[Dataset excerpts]

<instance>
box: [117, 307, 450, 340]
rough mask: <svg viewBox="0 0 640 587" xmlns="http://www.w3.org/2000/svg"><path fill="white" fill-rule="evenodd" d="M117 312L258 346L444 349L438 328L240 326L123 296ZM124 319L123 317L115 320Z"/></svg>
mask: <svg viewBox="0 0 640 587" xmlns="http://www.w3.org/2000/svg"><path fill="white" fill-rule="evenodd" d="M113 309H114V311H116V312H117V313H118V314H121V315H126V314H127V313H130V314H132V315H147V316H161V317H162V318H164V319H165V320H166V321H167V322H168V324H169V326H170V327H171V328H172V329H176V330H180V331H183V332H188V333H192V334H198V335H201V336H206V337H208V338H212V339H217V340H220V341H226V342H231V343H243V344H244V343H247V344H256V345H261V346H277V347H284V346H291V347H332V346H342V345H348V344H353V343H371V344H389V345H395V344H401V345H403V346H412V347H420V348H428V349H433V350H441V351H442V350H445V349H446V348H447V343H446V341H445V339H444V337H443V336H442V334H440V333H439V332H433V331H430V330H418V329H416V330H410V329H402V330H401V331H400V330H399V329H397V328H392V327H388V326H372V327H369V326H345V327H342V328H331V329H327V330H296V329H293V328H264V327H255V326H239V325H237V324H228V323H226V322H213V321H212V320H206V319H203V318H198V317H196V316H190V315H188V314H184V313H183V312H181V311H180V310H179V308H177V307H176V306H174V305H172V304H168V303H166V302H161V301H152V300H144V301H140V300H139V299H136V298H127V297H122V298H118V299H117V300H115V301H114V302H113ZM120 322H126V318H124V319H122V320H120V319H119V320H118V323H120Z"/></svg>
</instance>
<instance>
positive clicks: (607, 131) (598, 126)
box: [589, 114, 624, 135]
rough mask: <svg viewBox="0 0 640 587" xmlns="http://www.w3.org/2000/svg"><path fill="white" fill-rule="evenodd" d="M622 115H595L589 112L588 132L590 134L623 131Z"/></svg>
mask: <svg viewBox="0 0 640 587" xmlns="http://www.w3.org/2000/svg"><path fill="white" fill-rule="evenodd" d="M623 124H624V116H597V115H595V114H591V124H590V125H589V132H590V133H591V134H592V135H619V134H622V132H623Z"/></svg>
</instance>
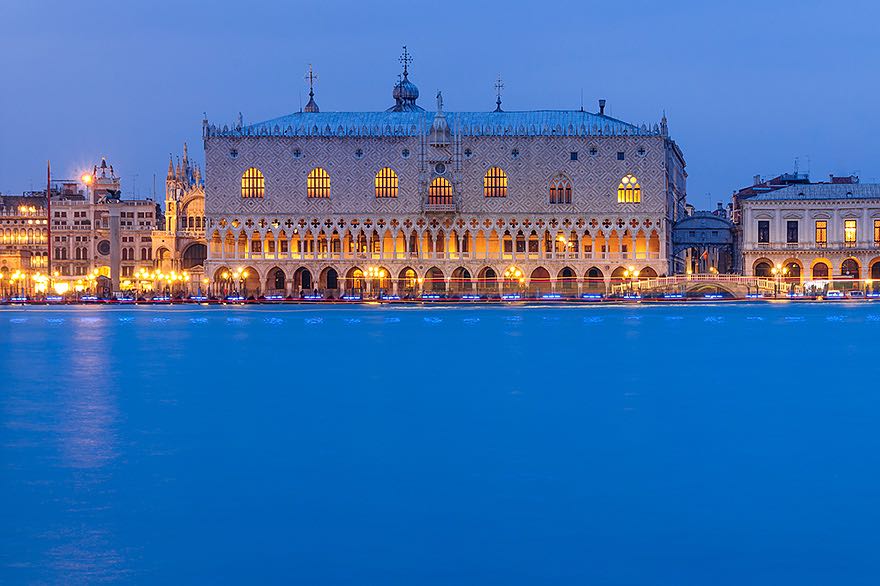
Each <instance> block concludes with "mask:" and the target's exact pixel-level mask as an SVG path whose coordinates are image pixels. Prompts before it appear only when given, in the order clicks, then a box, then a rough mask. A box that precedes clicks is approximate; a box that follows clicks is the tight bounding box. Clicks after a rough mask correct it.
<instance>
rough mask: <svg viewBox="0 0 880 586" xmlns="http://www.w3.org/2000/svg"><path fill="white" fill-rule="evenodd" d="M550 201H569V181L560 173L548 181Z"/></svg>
mask: <svg viewBox="0 0 880 586" xmlns="http://www.w3.org/2000/svg"><path fill="white" fill-rule="evenodd" d="M550 203H571V181H569V180H568V177H565V176H563V175H560V176H559V177H556V178H555V179H554V180H553V181H551V182H550Z"/></svg>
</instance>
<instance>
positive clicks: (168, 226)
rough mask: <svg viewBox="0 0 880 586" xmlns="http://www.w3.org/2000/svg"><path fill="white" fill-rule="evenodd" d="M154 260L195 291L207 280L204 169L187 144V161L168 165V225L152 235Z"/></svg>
mask: <svg viewBox="0 0 880 586" xmlns="http://www.w3.org/2000/svg"><path fill="white" fill-rule="evenodd" d="M152 246H153V250H152V256H153V258H154V259H155V261H156V264H155V266H156V269H157V270H158V271H160V272H162V273H172V272H177V273H183V272H185V273H186V274H187V277H188V279H187V280H188V282H189V284H190V288H191V289H192V291H194V292H195V291H197V290H198V287H200V286H201V285H202V280H203V278H204V265H205V258H206V257H207V254H208V252H207V245H206V242H205V183H204V181H203V180H202V172H201V169H200V168H199V167H198V166H197V165H194V164H193V163H191V162H190V159H189V153H188V150H187V146H186V144H184V145H183V159H182V160H180V161H178V163H177V165H176V166H175V164H174V161H173V160H169V161H168V174H167V176H166V178H165V215H164V223H163V225H162V226H160V228H159V229H158V230H155V231H154V232H153V233H152Z"/></svg>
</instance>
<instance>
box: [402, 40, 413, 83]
mask: <svg viewBox="0 0 880 586" xmlns="http://www.w3.org/2000/svg"><path fill="white" fill-rule="evenodd" d="M400 62H401V63H403V77H406V76H407V75H408V74H409V64H410V63H412V56H410V54H409V52H408V51H407V50H406V45H404V46H403V55H401V56H400Z"/></svg>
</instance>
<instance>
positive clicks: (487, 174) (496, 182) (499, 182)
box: [483, 166, 507, 197]
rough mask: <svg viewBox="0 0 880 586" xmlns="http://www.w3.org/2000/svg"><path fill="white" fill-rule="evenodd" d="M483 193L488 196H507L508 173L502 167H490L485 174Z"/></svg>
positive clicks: (483, 184) (486, 195)
mask: <svg viewBox="0 0 880 586" xmlns="http://www.w3.org/2000/svg"><path fill="white" fill-rule="evenodd" d="M483 195H485V196H486V197H507V173H505V172H504V169H502V168H501V167H497V166H493V167H489V170H488V171H486V174H485V175H484V176H483Z"/></svg>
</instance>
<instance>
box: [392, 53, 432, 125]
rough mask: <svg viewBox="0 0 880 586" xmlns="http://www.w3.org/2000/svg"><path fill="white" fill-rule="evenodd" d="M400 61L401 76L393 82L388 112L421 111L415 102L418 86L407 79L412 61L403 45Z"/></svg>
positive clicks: (416, 94) (417, 111) (408, 75)
mask: <svg viewBox="0 0 880 586" xmlns="http://www.w3.org/2000/svg"><path fill="white" fill-rule="evenodd" d="M400 62H401V63H403V78H401V79H399V80H398V82H397V83H396V84H394V91H393V92H392V94H391V95H392V96H393V97H394V106H392V107H391V108H388V111H389V112H423V111H424V110H423V109H422V108H421V107H419V106H418V105H417V104H416V100H417V99H418V98H419V88H417V87H416V84H414V83H413V82H411V81H410V80H409V64H410V63H412V56H411V55H410V54H409V51H407V49H406V45H404V46H403V55H401V56H400Z"/></svg>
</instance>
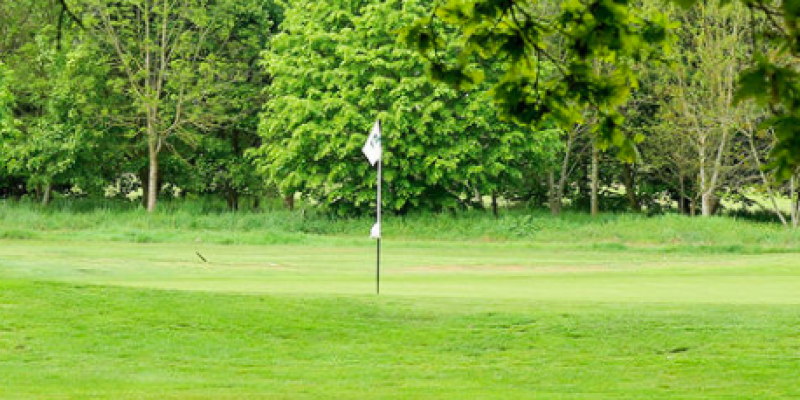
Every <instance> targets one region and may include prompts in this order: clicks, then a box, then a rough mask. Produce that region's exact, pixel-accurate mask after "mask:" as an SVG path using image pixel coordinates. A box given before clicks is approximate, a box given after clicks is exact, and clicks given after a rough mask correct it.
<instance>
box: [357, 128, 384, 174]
mask: <svg viewBox="0 0 800 400" xmlns="http://www.w3.org/2000/svg"><path fill="white" fill-rule="evenodd" d="M362 151H363V152H364V155H365V156H367V159H368V160H369V163H370V164H372V165H375V163H376V162H378V161H379V160H380V159H381V153H383V149H382V146H381V120H377V121H375V126H373V127H372V132H370V134H369V137H368V138H367V143H365V144H364V148H363V149H362Z"/></svg>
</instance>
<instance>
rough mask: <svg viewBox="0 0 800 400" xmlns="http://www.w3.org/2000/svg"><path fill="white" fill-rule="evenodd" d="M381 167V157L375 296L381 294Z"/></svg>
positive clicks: (379, 191) (379, 169) (379, 187)
mask: <svg viewBox="0 0 800 400" xmlns="http://www.w3.org/2000/svg"><path fill="white" fill-rule="evenodd" d="M382 165H383V157H381V159H380V160H378V233H379V234H378V259H377V261H378V265H377V275H376V286H375V289H376V294H377V295H380V294H381V236H383V232H382V231H383V227H382V226H381V169H382V168H381V167H382Z"/></svg>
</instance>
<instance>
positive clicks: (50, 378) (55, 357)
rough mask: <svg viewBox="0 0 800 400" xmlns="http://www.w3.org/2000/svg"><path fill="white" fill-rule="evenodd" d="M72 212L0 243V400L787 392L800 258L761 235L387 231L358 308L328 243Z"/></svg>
mask: <svg viewBox="0 0 800 400" xmlns="http://www.w3.org/2000/svg"><path fill="white" fill-rule="evenodd" d="M56 217H58V218H65V221H66V220H67V219H69V218H72V217H68V216H63V215H61V216H58V215H57V216H56ZM76 218H78V217H76ZM80 218H81V220H80V224H75V225H74V226H69V227H67V228H65V226H67V225H69V224H71V222H70V223H67V222H63V221H62V225H60V226H56V225H58V224H55V225H54V226H51V227H41V228H39V230H38V231H36V232H35V234H33V235H16V234H15V235H7V236H6V238H5V239H0V398H2V399H15V398H47V399H50V398H97V397H99V398H115V399H116V398H153V399H162V398H210V399H218V398H230V399H240V398H270V399H272V398H292V399H294V398H398V399H407V398H442V399H451V398H475V399H487V398H503V399H507V398H511V399H516V398H567V399H595V398H598V399H599V398H603V399H605V398H614V399H616V398H630V399H642V398H648V399H649V398H696V399H706V398H725V399H728V398H742V399H753V398H758V399H768V398H775V399H778V398H800V385H798V382H800V249H799V248H798V246H797V241H796V238H797V236H796V235H794V234H792V236H790V235H788V234H785V233H782V232H777V231H775V232H777V233H772V232H773V231H772V230H771V229H772V228H769V229H766V228H764V229H761V228H758V226H755V227H753V229H750V227H749V226H748V225H747V224H744V225H743V223H738V222H737V223H733V222H719V221H712V224H719V226H724V229H722V228H720V234H719V235H706V236H705V237H701V239H703V240H701V241H700V242H701V243H702V244H703V245H702V246H694V245H688V244H684V243H677V244H675V243H669V244H667V245H659V243H657V242H656V243H654V241H656V240H657V238H658V237H660V236H665V237H666V236H669V235H672V236H674V237H680V238H686V237H688V236H687V235H690V234H693V235H704V234H703V233H702V232H701V233H697V232H694V233H691V232H689V233H687V232H688V231H689V230H687V229H683V228H682V227H681V224H683V223H684V222H683V221H682V220H680V219H669V220H668V222H670V223H669V224H667V225H666V228H664V229H668V230H672V231H674V232H675V233H670V232H667V233H664V232H662V231H658V228H656V227H658V226H659V225H658V224H657V222H658V221H657V220H656V221H652V220H643V222H641V224H642V225H643V226H648V228H642V231H647V232H646V233H643V234H642V235H640V236H638V237H648V238H649V239H648V240H634V239H635V237H634V236H635V235H634V234H633V233H630V235H631V237H632V238H633V239H631V238H628V237H625V236H623V235H622V234H619V235H617V238H618V240H616V241H614V242H609V241H607V240H605V237H604V236H603V235H601V232H602V231H603V230H604V229H605V230H607V231H608V230H609V229H610V230H613V229H616V228H613V226H614V224H615V223H617V222H614V221H613V220H612V221H610V222H608V221H607V222H606V223H607V225H608V226H605V227H604V226H592V225H591V223H585V224H584V223H577V222H575V228H574V230H573V232H572V233H573V234H574V240H573V242H570V241H568V240H563V239H561V240H536V238H532V239H525V240H522V239H519V240H487V238H486V237H475V238H473V239H451V240H450V241H441V240H431V239H426V240H411V239H410V237H411V234H407V235H405V236H404V235H398V236H399V238H388V237H387V240H386V241H385V242H384V249H385V253H384V271H383V272H384V274H383V276H384V280H383V287H382V295H381V296H380V297H377V296H375V295H374V289H375V288H374V244H373V242H371V241H369V240H367V239H361V238H358V237H355V236H353V235H350V234H348V233H347V232H345V233H343V234H338V235H337V234H326V235H324V236H316V235H313V234H307V233H302V234H293V233H291V232H288V229H287V232H284V233H281V235H284V237H285V238H287V240H282V241H277V242H276V241H273V240H271V239H270V240H267V241H266V242H267V243H258V241H259V240H260V239H259V237H258V236H257V235H258V230H257V229H255V228H253V229H252V230H251V231H249V233H248V234H249V235H251V236H250V238H251V239H249V241H253V242H255V244H253V243H251V244H246V243H240V244H237V243H231V244H221V243H218V242H217V241H214V240H211V241H208V240H193V239H192V238H193V237H199V238H201V239H203V238H209V237H212V238H213V237H220V238H222V237H224V236H225V231H224V229H227V228H224V227H222V228H220V229H219V230H217V231H214V230H200V228H192V227H182V228H180V229H179V233H178V234H176V235H174V236H169V237H168V240H163V241H161V240H147V243H137V242H138V241H139V240H137V239H136V237H135V236H129V235H128V233H127V232H126V231H125V229H126V228H124V227H122V228H121V227H120V226H118V225H115V224H113V223H112V219H113V215H111V216H104V217H103V218H106V221H107V222H103V224H105V225H103V224H100V225H103V226H106V227H105V228H104V227H103V226H100V225H99V224H98V223H95V222H93V220H92V219H91V218H90V217H87V216H80ZM13 221H14V220H13V218H7V219H6V221H5V222H8V223H7V224H5V225H4V228H3V229H6V232H10V230H17V231H20V229H21V228H20V226H22V225H23V223H22V222H21V221H22V220H21V219H20V220H19V221H18V222H13ZM42 221H43V222H42V223H44V221H45V220H42ZM70 221H72V220H70ZM686 221H687V222H686V223H687V224H697V222H696V220H689V219H687V220H686ZM73 222H74V221H73ZM200 222H202V221H200ZM234 222H236V221H234ZM445 222H446V221H445ZM479 222H480V221H479ZM567 222H569V221H567ZM567 222H564V223H565V224H566V223H567ZM48 223H51V222H48ZM442 223H444V222H442ZM536 223H539V222H536ZM621 223H624V224H628V225H633V226H635V225H636V224H637V222H636V220H634V219H630V220H628V219H625V220H624V221H623V222H621ZM14 224H17V225H19V226H17V225H14ZM208 224H209V225H210V224H211V223H208ZM487 224H488V222H487ZM587 224H589V225H587ZM646 224H650V225H646ZM79 225H80V226H79ZM81 226H83V227H81ZM320 226H323V227H326V228H325V229H332V228H330V227H327V226H326V225H320ZM366 226H368V225H366ZM565 226H566V225H565ZM395 227H397V225H395ZM390 228H391V226H390ZM104 229H105V230H104ZM137 229H138V228H137ZM159 229H162V230H163V232H167V231H168V227H166V226H164V227H161V228H159ZM176 229H177V228H176ZM193 229H195V230H196V232H195V231H193ZM209 229H210V228H209ZM430 229H431V230H430V231H431V232H432V231H434V230H435V229H434V227H431V228H430ZM543 229H549V228H547V226H544V228H543ZM568 229H573V228H569V227H568V226H566V227H565V228H564V229H563V231H561V232H560V233H559V234H561V235H563V237H567V236H569V235H570V231H569V230H568ZM731 229H738V231H740V232H745V235H746V234H750V235H754V236H752V240H751V241H750V242H748V241H747V240H745V239H742V238H741V237H739V236H737V235H733V234H730V233H725V232H723V230H724V231H729V230H731ZM759 229H761V230H760V231H759ZM0 230H2V229H0ZM618 230H619V232H626V230H625V229H622V228H619V229H618ZM756 231H758V233H757V234H756V233H753V232H756ZM576 232H580V234H576ZM587 232H597V233H596V236H593V235H592V234H588V233H587ZM647 235H650V236H647ZM771 235H772V236H771ZM125 237H129V238H130V239H131V240H120V238H125ZM159 237H160V236H157V235H156V236H154V238H155V239H158V238H159ZM596 238H599V239H596ZM620 238H621V239H620ZM771 238H779V239H780V240H778V239H775V240H771ZM245 242H247V241H245ZM751 242H752V243H751ZM222 243H226V242H222ZM751 245H752V246H751ZM756 245H757V246H756ZM753 246H756V247H753ZM197 253H200V254H201V255H202V256H203V257H204V258H205V259H206V260H207V261H208V262H203V261H201V259H200V257H199V256H198V255H197Z"/></svg>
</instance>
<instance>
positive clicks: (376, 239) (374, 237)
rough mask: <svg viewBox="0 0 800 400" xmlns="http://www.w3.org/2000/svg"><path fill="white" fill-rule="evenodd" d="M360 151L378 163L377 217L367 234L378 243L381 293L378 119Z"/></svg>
mask: <svg viewBox="0 0 800 400" xmlns="http://www.w3.org/2000/svg"><path fill="white" fill-rule="evenodd" d="M362 151H363V152H364V155H365V156H367V159H368V160H369V163H370V164H372V165H373V166H374V165H375V164H376V163H377V164H378V201H377V204H376V206H377V207H376V208H377V210H375V211H376V212H375V214H376V215H375V216H376V217H378V218H377V222H375V225H372V229H371V230H370V231H369V236H370V237H371V238H373V239H375V241H376V242H377V244H378V258H377V263H376V269H375V270H376V279H375V284H376V285H375V293H377V294H381V169H382V168H381V167H382V166H383V161H381V156H382V154H383V144H382V143H381V120H380V119H379V120H377V121H375V125H374V126H373V127H372V132H370V133H369V137H368V138H367V143H365V144H364V148H363V149H362Z"/></svg>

[/Dataset excerpts]

▸ **Task statement**
Copy every line from the first one through the line containing "312L258 346L444 349L438", that line included, unchanged and character for character.

▸ **Output for this task**
<instance>
box: [117, 307, 450, 340]
rough mask: <svg viewBox="0 0 640 587" xmlns="http://www.w3.org/2000/svg"><path fill="white" fill-rule="evenodd" d="M117 312L258 346L444 349L438 328L240 326L123 296ZM124 319L123 317L115 320Z"/></svg>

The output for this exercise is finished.